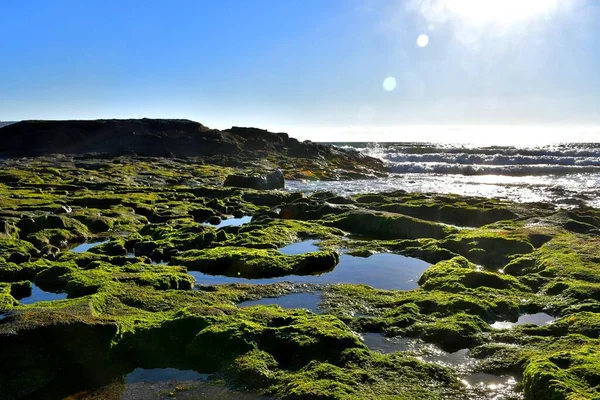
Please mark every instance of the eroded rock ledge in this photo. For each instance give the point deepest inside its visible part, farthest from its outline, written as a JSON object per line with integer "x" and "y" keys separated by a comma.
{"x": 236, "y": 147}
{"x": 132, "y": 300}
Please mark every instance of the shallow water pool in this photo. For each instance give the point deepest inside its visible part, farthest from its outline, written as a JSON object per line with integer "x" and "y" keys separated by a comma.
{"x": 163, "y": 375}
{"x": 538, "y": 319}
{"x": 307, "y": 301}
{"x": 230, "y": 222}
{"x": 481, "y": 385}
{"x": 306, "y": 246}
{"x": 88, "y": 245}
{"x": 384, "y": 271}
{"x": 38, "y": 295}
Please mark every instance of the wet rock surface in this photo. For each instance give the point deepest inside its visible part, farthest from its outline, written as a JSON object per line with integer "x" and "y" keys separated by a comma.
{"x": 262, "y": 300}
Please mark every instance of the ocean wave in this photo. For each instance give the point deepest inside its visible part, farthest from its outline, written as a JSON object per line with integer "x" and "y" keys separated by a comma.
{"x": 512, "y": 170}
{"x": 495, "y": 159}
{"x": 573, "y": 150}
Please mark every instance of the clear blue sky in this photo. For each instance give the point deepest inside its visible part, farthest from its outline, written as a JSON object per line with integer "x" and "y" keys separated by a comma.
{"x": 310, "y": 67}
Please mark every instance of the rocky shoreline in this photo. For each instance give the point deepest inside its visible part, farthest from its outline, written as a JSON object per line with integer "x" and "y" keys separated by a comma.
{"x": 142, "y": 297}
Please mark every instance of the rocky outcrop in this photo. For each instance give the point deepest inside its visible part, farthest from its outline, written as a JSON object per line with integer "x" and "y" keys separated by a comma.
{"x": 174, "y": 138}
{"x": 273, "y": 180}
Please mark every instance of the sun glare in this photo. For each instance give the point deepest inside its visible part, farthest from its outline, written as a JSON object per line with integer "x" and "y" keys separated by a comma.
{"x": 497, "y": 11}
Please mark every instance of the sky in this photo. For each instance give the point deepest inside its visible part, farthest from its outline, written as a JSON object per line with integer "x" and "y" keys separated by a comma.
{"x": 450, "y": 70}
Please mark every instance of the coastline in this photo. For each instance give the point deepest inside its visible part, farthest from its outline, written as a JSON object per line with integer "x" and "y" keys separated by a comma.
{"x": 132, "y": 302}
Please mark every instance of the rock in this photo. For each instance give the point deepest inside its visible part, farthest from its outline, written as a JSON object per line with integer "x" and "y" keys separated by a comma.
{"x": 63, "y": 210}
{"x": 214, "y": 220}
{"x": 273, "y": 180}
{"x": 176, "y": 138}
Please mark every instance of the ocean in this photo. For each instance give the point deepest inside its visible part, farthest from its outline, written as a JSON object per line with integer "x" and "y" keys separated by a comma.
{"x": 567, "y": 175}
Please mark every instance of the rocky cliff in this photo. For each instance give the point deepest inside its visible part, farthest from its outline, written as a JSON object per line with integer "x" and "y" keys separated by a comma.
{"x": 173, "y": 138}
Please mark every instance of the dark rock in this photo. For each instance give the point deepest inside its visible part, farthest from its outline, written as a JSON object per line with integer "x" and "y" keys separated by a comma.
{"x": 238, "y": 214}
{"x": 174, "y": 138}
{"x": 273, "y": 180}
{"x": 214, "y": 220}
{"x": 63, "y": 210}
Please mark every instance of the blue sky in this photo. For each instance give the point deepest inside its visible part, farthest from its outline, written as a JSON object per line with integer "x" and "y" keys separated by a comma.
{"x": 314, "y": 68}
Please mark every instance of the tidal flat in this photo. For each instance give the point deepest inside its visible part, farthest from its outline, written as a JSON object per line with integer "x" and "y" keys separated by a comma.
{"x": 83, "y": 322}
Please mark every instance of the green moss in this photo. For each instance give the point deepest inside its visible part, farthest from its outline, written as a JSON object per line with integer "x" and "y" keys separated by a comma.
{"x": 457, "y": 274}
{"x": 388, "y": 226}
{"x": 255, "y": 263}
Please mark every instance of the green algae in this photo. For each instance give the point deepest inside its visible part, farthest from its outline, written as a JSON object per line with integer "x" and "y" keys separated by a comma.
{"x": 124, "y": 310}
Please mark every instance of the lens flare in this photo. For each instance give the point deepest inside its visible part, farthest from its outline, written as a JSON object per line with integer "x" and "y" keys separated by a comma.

...

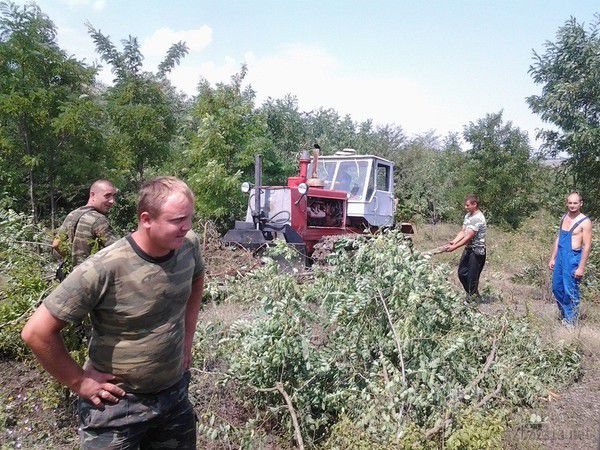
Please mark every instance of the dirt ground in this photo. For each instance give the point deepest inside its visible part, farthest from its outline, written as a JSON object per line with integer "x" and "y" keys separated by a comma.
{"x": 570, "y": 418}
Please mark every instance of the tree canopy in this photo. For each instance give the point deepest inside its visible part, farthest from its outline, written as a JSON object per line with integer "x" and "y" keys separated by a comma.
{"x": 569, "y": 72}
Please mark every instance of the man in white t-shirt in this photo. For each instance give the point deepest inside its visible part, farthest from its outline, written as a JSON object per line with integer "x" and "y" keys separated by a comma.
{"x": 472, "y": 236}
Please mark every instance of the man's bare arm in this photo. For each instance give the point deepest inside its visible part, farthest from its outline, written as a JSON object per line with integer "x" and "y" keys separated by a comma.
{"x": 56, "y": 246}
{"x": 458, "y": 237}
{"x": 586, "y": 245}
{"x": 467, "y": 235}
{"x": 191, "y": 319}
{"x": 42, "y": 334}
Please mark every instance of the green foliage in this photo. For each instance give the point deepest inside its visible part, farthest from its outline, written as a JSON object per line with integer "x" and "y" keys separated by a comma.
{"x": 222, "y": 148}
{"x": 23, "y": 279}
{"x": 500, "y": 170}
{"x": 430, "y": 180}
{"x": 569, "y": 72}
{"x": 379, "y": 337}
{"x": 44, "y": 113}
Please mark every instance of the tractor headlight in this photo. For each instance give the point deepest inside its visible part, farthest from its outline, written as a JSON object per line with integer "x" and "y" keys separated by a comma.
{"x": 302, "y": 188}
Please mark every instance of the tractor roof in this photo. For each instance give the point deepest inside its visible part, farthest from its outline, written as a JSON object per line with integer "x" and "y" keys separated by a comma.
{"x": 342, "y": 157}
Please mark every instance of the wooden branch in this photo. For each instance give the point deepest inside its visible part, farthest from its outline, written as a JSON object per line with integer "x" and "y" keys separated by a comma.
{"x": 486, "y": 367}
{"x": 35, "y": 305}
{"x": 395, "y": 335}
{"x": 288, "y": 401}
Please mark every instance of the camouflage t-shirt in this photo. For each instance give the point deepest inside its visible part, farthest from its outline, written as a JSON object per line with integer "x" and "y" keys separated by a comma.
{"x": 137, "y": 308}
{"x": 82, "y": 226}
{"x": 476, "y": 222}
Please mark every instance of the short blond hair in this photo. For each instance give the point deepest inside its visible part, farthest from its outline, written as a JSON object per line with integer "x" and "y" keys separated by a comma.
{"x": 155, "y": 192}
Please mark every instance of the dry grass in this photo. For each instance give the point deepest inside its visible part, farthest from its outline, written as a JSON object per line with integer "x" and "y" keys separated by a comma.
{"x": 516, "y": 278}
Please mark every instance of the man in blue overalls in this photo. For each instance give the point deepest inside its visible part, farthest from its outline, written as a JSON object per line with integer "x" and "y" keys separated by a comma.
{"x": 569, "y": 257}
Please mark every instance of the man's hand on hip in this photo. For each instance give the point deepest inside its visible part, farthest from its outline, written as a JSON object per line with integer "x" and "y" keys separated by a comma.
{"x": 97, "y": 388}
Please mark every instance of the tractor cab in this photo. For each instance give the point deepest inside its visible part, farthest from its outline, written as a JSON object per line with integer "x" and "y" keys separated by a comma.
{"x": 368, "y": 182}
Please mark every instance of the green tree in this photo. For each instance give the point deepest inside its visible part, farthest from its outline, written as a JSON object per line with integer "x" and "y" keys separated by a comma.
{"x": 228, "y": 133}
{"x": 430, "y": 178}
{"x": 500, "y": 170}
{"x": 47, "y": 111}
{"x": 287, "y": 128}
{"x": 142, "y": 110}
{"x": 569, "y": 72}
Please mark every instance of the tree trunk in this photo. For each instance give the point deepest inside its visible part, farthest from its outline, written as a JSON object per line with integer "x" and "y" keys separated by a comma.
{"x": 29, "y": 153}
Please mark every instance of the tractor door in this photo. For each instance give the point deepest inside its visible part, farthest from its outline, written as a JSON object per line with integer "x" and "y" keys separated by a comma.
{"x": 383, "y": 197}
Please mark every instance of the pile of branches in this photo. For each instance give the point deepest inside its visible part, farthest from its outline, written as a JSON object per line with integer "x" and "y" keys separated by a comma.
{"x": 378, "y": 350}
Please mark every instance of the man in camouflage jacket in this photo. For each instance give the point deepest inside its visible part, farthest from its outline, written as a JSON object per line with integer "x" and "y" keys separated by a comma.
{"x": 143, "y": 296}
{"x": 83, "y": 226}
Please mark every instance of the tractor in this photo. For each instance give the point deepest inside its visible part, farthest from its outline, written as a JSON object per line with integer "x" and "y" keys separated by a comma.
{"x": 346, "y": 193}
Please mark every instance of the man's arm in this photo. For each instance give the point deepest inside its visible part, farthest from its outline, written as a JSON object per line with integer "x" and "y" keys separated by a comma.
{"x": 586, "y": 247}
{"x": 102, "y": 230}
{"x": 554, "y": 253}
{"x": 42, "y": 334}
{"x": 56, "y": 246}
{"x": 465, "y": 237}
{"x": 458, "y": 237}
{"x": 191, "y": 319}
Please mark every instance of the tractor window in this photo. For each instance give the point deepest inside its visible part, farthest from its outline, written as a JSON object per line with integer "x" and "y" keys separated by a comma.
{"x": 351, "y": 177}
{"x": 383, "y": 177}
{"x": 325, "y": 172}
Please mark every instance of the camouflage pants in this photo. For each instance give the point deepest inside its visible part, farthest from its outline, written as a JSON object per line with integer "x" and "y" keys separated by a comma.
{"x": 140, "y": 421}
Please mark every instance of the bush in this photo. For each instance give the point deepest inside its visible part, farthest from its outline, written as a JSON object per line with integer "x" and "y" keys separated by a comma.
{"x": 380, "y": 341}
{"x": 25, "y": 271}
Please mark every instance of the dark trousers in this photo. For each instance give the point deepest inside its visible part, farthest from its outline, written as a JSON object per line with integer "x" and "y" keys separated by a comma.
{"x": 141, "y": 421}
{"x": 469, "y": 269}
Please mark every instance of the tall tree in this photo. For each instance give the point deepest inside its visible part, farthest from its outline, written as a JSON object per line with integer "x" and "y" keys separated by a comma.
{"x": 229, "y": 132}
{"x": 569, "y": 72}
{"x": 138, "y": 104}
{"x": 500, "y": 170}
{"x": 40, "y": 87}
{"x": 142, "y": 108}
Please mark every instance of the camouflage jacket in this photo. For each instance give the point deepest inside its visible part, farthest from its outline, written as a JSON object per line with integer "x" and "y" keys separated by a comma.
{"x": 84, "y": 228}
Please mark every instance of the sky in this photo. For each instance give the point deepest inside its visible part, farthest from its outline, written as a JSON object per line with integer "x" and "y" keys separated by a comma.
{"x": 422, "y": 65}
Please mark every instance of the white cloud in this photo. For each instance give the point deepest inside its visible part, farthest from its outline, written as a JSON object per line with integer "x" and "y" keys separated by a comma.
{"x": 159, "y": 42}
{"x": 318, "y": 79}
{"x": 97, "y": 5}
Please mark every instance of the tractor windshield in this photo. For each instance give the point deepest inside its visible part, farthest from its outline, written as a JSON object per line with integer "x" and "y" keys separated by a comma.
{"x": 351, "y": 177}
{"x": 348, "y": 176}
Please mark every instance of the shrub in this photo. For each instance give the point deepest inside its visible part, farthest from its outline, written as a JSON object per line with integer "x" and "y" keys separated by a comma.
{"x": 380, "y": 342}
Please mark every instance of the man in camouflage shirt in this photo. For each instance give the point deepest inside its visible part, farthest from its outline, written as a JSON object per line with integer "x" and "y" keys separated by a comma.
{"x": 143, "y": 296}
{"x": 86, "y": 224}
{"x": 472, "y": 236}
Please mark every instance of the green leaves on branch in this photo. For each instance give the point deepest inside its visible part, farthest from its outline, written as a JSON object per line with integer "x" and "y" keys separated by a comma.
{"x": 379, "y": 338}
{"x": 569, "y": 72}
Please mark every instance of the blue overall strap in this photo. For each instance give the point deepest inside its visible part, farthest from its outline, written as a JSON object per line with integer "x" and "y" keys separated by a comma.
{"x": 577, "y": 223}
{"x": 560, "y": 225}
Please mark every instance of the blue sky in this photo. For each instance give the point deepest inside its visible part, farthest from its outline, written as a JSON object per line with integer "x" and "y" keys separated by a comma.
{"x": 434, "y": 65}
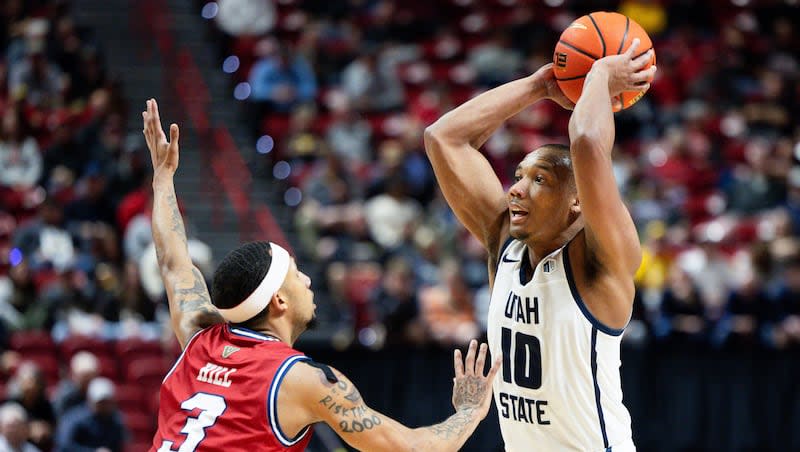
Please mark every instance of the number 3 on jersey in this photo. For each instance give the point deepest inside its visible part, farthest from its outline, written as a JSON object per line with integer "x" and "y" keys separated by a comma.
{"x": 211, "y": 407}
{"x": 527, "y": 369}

__Exercise aim__. How many of the lines above contain the word "white"? Please answer with the number alone.

__Solved exercise__. 2